‘They need re-potting every three years or so, and it is best to get a ready-made mixture from a nurseryman. Re-plant as firmly as you possibly can, ramming the sphagnum compost down with strong fingers and a blunt stick like an enormously fat, unsharpened pencil, and use plenty of small crocks for drainage.’
I was sent a couple of varieties of these – the so-called pansy-flowered orchid – a white and purple and a rich green and white form, for Christmas last year and they flowered on a regime of almost total neglect until the middle of spring. They’re one of the longest-flowering indoor plants I’ve grown.
POTS FOR OUTSIDE
Vita liked pot gardening. It was at the base of her Tower, on the brick steps, as well as by the main arch entrance that she collected together many of her favourite things, grown in terracotta groups. These plants were raised under cover in the hot or the cold greenhouse and just came out for their summer season. She says:
‘I like the habit of pot gardening. It reminds me of the South – Italy, Spain, Provence, where pots of carnations and zinnias are stood carelessly about, in a sunny courtyard or rising in tiers on the treads of an outside stair, dusty but oh how gay! I know it entails constant watering, but consider the convenience of being able to set down a smear of colour just where you need it, in some corner where an earlier flower has gone off. We should take this hint from other lands. We do not make nearly enough use of pots in our country, partly, I suspect, because we have no tradition of pot-making here, nothing to compare with the camellia-pot, a common thing in Italy, swagged with garlands looped from a lion’s mouth. Several times have I tried to persuade brick-makers to reproduce this standardized Italian model. They look at it with suspicion and alarm. “Oh, no, we couldn’t do that. We have never done anything like that. Sorry, we can’t oblige.”’
A huge copper that Vita filled every year with tulips. It was found when all the rubbish was cleared out of the piggery.

## Given task 1
In the passage on pot gardening, which places does the habit of pot gardening call to mind?

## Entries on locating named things

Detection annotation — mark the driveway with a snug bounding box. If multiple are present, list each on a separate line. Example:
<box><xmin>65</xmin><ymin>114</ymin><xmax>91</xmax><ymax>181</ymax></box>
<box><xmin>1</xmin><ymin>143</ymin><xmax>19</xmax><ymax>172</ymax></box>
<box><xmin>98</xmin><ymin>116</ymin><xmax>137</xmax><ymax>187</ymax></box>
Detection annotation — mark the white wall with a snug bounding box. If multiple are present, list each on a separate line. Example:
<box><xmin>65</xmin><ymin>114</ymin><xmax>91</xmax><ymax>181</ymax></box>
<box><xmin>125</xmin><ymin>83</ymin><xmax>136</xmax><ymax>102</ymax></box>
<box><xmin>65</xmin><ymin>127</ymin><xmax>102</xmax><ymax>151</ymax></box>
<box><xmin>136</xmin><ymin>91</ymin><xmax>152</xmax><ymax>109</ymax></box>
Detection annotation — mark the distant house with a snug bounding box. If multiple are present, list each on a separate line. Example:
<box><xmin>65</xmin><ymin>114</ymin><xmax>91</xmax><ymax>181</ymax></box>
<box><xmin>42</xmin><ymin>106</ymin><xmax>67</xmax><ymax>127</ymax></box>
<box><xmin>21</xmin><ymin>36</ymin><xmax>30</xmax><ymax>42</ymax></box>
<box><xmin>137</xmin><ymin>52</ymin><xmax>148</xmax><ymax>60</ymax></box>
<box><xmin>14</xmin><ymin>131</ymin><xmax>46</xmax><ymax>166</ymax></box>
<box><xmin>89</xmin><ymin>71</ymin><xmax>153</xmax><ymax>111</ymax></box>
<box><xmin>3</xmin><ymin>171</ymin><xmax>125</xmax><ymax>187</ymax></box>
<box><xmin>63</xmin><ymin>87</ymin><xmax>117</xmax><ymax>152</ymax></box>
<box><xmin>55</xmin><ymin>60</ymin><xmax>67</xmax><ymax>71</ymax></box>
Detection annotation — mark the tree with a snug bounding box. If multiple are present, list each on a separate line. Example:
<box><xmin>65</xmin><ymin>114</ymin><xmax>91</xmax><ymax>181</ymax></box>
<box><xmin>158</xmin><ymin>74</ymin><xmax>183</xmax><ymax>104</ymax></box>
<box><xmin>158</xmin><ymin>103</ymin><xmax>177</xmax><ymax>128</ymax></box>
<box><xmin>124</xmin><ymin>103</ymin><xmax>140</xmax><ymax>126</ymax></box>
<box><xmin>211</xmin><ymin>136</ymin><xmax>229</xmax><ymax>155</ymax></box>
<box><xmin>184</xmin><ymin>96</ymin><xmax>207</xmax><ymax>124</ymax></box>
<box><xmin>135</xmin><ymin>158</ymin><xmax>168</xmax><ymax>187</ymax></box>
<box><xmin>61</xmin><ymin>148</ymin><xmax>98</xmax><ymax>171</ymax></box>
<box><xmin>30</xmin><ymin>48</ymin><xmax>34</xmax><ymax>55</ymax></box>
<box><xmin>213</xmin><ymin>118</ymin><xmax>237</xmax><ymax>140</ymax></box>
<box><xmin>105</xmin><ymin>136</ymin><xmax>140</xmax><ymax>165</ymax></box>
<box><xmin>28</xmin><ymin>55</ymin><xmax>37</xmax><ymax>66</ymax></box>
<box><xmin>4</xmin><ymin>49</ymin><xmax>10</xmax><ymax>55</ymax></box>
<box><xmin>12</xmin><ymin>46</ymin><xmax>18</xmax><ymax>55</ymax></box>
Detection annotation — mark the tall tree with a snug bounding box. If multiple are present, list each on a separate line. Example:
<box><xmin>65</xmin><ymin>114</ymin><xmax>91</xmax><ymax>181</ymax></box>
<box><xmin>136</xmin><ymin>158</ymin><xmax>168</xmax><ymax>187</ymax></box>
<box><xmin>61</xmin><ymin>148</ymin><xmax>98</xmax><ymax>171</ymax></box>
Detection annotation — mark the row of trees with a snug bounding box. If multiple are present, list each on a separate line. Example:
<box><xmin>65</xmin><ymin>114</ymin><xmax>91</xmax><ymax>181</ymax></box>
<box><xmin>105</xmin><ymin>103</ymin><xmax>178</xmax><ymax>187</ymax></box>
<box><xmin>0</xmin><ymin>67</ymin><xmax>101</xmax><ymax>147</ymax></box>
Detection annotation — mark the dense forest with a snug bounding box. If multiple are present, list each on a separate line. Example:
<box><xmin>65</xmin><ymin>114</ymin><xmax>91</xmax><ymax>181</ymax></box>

## Given task 2
Transcribe the records from the line holding "Detection annotation — mark the dense" through the end of the records, inclusive.

## Reply 1
Italy, Spain, Provence

## Reply 2
Detection annotation — mark the dense forest with a snug bounding box. If multiple are present, list each on a separate line. Example:
<box><xmin>65</xmin><ymin>114</ymin><xmax>91</xmax><ymax>181</ymax></box>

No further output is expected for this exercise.